→ Supplied entries:
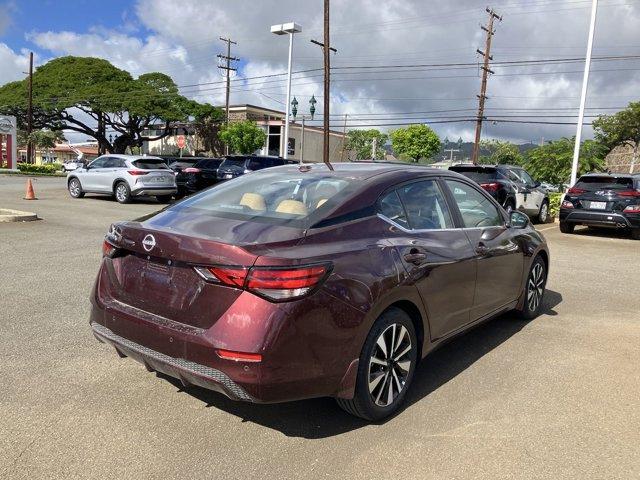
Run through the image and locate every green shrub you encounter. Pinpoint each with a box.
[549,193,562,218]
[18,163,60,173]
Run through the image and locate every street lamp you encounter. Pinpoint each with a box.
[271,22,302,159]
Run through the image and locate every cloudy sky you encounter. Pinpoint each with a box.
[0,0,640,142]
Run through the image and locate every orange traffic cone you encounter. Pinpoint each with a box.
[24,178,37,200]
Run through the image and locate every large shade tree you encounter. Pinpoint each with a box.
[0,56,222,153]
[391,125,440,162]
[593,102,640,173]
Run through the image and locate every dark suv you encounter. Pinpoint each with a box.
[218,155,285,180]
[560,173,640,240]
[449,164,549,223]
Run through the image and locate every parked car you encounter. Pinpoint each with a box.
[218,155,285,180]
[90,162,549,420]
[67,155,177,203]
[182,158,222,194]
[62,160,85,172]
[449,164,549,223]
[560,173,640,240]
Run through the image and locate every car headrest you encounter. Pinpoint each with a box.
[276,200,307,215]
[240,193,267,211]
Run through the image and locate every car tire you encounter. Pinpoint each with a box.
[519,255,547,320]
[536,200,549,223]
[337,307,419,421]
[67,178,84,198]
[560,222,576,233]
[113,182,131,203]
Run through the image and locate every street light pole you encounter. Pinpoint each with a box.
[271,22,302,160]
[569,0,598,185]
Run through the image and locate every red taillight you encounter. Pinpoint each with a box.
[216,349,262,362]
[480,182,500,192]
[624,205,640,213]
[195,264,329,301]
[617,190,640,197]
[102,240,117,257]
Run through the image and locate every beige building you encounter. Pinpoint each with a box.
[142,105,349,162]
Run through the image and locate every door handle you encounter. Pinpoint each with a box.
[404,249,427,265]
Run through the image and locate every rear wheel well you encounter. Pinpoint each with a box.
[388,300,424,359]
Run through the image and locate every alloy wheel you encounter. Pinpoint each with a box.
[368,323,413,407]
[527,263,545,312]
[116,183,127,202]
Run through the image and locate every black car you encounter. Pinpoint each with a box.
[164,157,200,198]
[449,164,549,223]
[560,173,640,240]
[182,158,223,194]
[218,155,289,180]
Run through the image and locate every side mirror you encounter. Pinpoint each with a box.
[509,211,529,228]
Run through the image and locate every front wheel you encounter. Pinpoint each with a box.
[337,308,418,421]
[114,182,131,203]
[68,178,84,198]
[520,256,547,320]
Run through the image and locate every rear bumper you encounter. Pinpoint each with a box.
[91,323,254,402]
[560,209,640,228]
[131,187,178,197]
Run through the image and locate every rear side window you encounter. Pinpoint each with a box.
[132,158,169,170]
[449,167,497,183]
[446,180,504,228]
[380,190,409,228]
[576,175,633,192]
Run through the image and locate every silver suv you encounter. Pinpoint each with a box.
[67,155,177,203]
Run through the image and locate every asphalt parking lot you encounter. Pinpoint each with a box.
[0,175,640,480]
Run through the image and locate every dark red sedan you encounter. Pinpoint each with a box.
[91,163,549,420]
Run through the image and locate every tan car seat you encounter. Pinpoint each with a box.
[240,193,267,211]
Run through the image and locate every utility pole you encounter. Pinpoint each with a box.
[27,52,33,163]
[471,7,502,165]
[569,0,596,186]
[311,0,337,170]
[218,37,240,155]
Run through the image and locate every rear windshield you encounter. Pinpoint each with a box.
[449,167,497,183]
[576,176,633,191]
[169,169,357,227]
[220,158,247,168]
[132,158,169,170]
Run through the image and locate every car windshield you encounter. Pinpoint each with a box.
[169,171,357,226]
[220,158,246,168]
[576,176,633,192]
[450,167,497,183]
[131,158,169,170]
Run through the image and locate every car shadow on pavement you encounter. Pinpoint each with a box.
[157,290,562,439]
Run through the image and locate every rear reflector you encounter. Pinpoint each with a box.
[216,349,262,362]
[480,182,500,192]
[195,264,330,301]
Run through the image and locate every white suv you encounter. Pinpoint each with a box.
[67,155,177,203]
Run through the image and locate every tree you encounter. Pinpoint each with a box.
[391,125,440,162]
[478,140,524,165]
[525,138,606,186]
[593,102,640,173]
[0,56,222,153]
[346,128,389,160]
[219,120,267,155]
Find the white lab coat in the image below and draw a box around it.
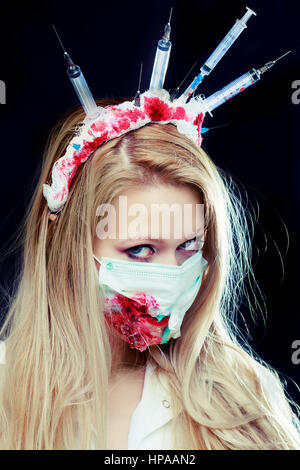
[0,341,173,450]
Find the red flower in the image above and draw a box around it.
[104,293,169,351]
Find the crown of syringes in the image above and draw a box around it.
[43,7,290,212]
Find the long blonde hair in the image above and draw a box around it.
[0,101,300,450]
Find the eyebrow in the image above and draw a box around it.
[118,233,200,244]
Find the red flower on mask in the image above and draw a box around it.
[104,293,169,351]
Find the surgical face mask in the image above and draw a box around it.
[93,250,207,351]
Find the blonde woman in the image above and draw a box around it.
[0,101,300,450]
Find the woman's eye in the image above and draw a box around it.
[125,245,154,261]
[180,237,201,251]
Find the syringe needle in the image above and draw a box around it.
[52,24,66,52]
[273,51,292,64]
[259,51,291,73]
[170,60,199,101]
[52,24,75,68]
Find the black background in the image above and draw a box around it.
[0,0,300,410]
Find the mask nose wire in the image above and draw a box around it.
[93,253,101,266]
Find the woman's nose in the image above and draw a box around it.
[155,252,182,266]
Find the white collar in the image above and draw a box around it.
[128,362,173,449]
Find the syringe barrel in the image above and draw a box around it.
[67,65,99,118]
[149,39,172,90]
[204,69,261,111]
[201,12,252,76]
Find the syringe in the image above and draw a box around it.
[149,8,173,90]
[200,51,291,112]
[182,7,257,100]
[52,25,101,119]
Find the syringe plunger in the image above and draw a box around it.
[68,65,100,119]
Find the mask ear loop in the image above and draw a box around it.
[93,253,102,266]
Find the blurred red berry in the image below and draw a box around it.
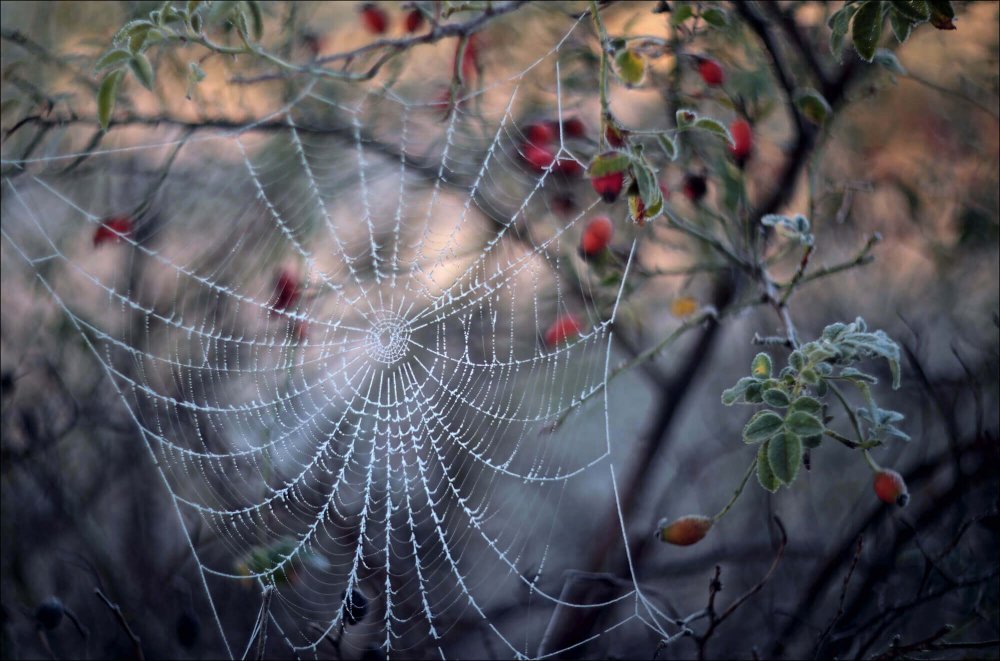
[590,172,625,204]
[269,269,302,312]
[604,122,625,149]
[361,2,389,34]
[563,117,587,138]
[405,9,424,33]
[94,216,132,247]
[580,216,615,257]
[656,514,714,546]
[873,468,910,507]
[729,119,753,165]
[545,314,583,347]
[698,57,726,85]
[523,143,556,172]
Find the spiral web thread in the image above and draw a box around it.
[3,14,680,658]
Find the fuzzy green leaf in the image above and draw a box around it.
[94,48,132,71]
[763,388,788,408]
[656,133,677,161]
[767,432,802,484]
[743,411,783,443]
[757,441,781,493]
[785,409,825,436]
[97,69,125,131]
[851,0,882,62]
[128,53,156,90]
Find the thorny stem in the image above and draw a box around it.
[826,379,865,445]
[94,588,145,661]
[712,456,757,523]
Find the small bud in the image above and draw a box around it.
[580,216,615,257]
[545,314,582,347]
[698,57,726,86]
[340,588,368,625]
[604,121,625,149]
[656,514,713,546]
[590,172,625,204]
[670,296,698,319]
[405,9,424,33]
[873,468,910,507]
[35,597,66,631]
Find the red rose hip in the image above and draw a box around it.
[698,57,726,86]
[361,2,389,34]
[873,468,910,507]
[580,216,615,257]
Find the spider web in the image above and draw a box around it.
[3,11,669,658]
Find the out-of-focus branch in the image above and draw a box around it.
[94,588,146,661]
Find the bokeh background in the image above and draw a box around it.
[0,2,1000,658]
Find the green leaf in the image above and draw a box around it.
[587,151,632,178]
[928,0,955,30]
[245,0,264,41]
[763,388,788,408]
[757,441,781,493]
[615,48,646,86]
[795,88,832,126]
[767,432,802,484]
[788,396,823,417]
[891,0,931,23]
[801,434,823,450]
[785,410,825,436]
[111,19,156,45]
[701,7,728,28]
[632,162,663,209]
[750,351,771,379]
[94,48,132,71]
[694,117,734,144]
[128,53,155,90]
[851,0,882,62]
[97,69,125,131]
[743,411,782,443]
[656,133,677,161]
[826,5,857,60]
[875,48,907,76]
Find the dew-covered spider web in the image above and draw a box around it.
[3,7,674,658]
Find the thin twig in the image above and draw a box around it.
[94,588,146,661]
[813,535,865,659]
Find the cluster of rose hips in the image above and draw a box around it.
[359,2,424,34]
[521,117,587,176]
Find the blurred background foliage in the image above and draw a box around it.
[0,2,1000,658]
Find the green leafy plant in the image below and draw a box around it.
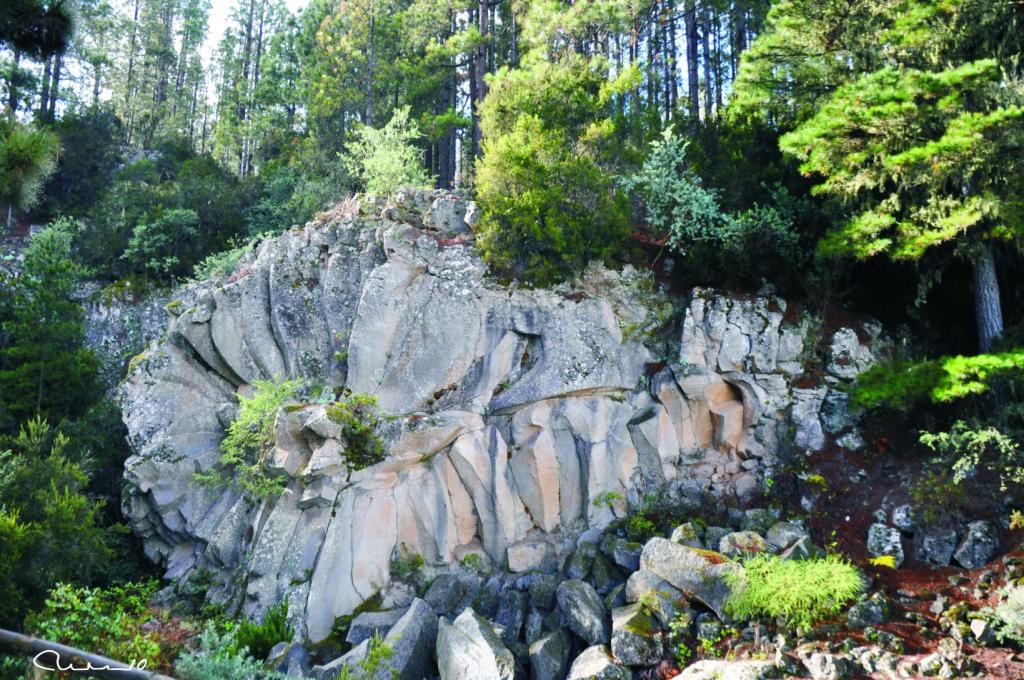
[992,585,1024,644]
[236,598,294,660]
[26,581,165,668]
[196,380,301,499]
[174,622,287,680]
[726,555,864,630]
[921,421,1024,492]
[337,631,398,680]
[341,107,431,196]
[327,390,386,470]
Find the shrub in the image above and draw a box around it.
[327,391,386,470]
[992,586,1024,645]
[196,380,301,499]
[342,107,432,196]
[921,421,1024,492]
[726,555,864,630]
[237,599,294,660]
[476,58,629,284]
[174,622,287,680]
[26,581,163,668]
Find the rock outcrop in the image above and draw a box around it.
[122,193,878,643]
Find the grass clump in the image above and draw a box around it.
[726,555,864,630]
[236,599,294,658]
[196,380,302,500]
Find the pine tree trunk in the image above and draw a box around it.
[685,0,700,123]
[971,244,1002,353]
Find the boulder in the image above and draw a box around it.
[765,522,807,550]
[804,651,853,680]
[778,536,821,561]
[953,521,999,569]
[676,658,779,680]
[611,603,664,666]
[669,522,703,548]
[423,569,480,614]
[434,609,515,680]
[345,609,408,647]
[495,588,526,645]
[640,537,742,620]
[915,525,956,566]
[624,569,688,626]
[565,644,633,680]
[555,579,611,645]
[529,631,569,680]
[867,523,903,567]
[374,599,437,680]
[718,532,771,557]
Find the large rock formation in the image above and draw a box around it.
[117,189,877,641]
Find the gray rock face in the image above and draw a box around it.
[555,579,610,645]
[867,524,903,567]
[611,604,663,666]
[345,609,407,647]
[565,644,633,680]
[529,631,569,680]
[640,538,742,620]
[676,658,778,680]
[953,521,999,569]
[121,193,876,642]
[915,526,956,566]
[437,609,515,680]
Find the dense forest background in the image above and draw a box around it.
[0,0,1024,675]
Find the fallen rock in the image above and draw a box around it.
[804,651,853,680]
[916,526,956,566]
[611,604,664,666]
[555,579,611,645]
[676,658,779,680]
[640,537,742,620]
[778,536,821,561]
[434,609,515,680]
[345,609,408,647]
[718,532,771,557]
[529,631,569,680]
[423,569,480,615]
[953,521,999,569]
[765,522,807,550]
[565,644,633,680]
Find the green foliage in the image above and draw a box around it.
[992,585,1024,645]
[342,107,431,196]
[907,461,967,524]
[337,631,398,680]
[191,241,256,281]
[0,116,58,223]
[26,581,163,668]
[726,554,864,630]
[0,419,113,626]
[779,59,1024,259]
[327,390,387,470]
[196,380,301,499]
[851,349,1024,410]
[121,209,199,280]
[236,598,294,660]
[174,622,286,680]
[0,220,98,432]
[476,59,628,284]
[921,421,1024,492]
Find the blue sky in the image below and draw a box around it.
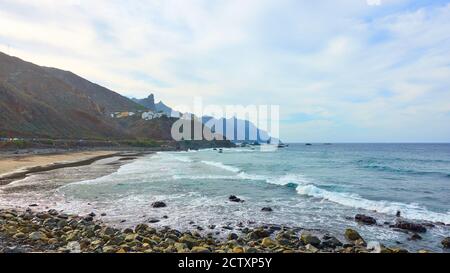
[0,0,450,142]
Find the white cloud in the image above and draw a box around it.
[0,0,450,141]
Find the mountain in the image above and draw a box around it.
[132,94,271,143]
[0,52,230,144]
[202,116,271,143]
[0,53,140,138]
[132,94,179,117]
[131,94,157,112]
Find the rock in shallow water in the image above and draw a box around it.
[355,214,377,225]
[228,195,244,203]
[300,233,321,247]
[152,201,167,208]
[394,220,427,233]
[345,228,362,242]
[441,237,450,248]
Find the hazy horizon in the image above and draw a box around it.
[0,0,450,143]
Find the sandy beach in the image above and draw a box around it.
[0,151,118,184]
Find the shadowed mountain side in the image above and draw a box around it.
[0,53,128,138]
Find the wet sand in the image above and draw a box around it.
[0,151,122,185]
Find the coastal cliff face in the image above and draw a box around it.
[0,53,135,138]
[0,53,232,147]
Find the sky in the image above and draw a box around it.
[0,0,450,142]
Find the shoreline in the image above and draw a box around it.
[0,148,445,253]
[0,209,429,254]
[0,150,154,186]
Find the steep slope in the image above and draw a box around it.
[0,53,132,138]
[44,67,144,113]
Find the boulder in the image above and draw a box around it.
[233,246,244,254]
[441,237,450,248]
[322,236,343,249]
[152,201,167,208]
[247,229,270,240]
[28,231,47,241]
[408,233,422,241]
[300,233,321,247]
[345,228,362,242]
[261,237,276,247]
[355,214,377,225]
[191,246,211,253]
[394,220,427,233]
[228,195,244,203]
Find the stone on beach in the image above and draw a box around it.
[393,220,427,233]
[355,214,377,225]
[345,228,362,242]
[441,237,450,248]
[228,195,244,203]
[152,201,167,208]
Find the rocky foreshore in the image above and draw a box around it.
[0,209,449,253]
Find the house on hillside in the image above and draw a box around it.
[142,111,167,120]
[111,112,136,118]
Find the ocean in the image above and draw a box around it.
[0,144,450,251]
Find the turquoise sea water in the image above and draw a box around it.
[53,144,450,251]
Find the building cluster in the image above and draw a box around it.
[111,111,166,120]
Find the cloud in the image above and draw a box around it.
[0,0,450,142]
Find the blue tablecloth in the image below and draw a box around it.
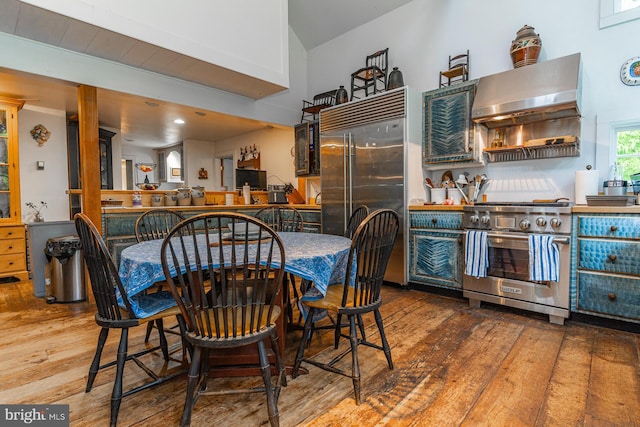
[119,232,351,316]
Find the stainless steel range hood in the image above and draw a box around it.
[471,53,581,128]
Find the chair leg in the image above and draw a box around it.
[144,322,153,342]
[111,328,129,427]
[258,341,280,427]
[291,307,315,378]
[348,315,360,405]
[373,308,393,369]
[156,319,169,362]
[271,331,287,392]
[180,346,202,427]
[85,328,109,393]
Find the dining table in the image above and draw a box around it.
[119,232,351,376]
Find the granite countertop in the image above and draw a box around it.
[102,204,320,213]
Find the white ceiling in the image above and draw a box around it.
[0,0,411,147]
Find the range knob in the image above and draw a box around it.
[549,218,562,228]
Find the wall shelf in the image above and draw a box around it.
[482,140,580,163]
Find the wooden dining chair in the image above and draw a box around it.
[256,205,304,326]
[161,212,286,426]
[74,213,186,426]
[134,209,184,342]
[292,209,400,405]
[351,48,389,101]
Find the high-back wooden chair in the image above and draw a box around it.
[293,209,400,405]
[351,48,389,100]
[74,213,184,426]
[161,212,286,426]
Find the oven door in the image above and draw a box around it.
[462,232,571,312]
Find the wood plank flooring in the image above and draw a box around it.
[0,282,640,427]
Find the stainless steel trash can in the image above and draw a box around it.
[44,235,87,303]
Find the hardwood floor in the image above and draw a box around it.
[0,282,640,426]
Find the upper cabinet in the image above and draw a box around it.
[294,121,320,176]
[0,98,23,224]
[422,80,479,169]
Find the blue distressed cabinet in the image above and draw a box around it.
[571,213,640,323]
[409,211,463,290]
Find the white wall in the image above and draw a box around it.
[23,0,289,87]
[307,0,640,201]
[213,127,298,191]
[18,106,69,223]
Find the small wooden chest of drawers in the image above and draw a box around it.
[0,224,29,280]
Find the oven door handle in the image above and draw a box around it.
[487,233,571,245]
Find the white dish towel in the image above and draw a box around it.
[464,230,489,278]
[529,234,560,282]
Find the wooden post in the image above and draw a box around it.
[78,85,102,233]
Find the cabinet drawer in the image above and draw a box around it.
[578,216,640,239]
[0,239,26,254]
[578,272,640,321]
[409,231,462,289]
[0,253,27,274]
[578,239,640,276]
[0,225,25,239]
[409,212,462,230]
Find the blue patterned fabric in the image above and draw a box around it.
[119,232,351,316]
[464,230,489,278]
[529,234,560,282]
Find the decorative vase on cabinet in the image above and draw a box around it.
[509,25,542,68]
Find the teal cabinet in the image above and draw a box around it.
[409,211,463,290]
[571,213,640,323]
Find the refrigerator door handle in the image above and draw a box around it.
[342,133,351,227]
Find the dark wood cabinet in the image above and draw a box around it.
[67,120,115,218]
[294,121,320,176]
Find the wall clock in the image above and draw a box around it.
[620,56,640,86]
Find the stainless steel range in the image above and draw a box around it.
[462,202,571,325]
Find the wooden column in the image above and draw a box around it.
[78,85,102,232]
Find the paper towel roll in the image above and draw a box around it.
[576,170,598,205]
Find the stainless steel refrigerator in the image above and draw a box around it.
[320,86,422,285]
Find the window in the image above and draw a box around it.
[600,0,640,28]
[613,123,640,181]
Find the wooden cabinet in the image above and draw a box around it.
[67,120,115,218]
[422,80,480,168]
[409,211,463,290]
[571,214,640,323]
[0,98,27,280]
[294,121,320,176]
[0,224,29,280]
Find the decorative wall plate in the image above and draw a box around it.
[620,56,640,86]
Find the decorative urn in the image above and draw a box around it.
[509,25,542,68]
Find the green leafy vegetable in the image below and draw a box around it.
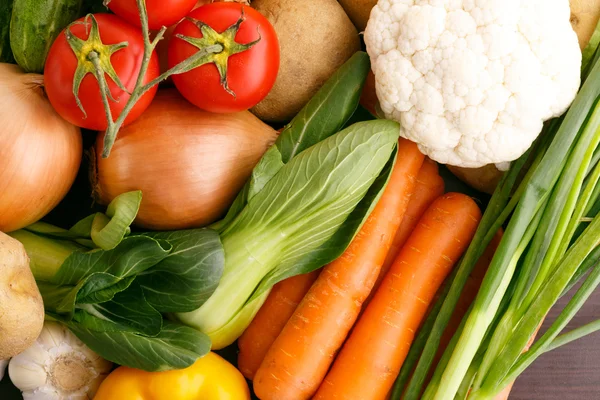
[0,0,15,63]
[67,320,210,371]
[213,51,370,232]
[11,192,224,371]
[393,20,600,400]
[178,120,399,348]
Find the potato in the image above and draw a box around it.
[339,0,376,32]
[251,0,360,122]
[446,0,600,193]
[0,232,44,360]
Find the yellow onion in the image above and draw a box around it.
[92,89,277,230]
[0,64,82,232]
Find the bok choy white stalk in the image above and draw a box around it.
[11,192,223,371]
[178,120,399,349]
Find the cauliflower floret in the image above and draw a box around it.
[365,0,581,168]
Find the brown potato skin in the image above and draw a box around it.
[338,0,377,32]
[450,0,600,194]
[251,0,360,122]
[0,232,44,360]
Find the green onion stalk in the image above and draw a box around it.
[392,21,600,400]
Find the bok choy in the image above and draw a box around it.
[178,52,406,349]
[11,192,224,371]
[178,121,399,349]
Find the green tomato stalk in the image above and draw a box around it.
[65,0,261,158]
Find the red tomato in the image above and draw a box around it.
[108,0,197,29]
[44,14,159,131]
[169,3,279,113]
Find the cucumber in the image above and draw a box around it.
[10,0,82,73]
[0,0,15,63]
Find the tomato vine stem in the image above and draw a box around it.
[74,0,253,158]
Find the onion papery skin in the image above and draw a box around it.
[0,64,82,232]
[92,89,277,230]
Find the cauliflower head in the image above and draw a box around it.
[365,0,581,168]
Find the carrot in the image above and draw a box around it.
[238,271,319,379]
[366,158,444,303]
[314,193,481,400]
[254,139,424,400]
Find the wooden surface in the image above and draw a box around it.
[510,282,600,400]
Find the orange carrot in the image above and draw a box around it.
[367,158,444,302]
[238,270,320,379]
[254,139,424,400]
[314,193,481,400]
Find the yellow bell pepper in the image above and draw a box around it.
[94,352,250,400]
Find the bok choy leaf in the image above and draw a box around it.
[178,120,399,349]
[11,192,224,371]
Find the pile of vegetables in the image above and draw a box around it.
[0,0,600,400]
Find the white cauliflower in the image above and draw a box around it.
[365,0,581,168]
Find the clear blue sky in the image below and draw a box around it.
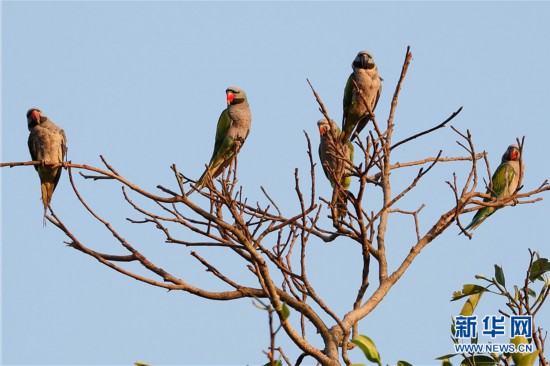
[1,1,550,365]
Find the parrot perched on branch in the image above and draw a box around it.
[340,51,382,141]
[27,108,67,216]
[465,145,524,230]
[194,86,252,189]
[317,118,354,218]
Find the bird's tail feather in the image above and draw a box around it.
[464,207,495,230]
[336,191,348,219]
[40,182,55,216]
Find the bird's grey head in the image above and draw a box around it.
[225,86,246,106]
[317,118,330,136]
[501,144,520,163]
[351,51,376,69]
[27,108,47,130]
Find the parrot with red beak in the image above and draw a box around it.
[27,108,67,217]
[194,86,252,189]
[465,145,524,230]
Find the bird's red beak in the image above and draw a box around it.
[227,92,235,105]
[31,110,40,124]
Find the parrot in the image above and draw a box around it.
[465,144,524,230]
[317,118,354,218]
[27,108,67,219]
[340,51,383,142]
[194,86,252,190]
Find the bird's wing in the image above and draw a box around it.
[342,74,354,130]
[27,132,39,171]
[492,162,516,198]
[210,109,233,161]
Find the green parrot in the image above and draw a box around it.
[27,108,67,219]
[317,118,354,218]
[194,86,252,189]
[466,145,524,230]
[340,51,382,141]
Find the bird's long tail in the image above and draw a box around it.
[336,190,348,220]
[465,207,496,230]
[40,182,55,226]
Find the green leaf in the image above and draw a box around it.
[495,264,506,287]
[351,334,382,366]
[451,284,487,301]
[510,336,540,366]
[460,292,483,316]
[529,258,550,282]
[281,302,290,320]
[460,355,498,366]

→ Work to complete:
Reproduce word for word the part of the listing above that starts with the line containing "Run through the image and locate every white" and runs through the line containing "[155,252,182,266]". Leave out the pictures.

→ Final answer:
Run through the image and locate every white suv you encounter. Pinpoint each with a box.
[67,155,177,203]
Run through the image and locate every tree you encounter. Pinpoint each with a box.
[391,125,440,162]
[478,140,524,165]
[525,138,606,186]
[593,102,640,173]
[0,56,222,153]
[346,128,389,160]
[219,120,267,155]
Find the white lab coat in the image below and draw a box around it.
[0,341,173,450]
Find the red flower in the image above and draw a box around it.
[104,293,169,351]
Find the crown of syringes in the image above and draw a box around it.
[43,7,290,212]
Find the long blonde hair in the image above and draw a box around it.
[0,101,300,450]
Find the eyebrow in the image above and draw a box around it.
[118,233,200,244]
Find the red flower on mask in the image above and draw a box around it.
[104,293,169,351]
Find the surgical face mask in the image above and draw a box around it.
[93,250,207,351]
Find the blonde woman in the image above and draw a box around it.
[0,101,300,450]
Find the woman's eye in the image above and draw a box around it.
[125,245,154,261]
[180,237,201,251]
Find the syringe needle in the image above and draw a box around it.
[52,24,66,52]
[273,51,292,64]
[259,51,291,73]
[170,60,199,101]
[52,24,75,68]
Find the black background in the image above and draw a box around it.
[0,0,300,410]
Find the mask nose wire in the image above and draw a box around it.
[93,253,101,266]
Find the woman's nose in the image above and draw a box around it.
[155,252,182,266]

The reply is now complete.